> [WHAT YOU WILL DO]: Reproduce the following material word for word, leaving out the pictures.

#####

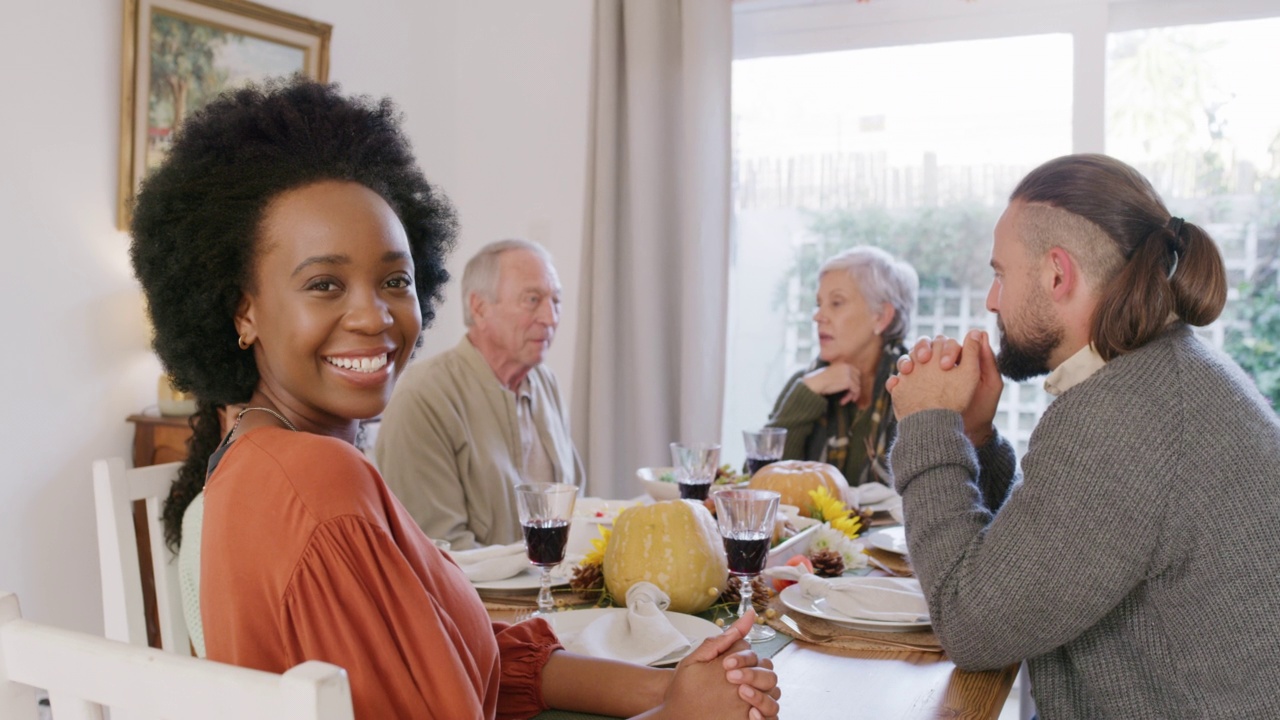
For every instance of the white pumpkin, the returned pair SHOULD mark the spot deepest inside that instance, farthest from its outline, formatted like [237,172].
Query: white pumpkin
[673,545]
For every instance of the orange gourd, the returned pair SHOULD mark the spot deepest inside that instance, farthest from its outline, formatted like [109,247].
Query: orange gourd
[673,545]
[792,479]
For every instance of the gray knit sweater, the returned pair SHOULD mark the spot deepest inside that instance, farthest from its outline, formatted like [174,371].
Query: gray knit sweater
[1134,564]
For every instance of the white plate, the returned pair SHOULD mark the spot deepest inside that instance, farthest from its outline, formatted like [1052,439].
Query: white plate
[795,545]
[885,505]
[795,598]
[656,487]
[570,623]
[892,540]
[530,579]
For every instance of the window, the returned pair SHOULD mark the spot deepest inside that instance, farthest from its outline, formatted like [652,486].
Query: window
[906,124]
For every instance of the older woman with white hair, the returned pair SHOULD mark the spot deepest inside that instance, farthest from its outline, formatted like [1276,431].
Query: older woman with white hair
[837,409]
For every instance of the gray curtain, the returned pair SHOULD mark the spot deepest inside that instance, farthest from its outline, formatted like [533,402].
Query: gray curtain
[650,354]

#####

> [TASK RESULT]:
For every instance of the white pumpkin, the returned pair SHOULD mark the spot deepest inside that instance, farthest from its outline, formatted like [237,172].
Query: white pumpkin
[673,545]
For every instance of the orange gourd, the returned pair SHOULD mark the spot deepest inside that instance, farthest from its outline, formatted like [109,247].
Query: orange gourd
[673,545]
[792,479]
For every instance of the gray knit sweater, the returned pair SHOULD mark the spot deepest inside that instance, farthest from its outline, formatted like [174,371].
Query: gray knit sweater
[1134,564]
For every instance of the white plate, the returned pair SHOULD mark the spot deepest inside that instance, farthest from its outline, formatted like [1052,439].
Query: white plate
[795,545]
[885,505]
[795,598]
[656,487]
[570,623]
[892,540]
[530,579]
For every instance of the window, the returned pair SHOULD mark the spot deepest inside that instance, farthest from its outline, formatted like [652,486].
Query: window
[906,124]
For every instance of the older woman with white hair, the returned pair SHOULD mark the spot deepest inside that instance, farthest from its outline, formatted like [1276,431].
Query: older woman with white hair
[837,409]
For every instance of the gray curtain, the returned pair SHOULD mark the spot deepest inside that instance, farthest from its outline, formatted like [533,402].
Query: gray curtain
[650,354]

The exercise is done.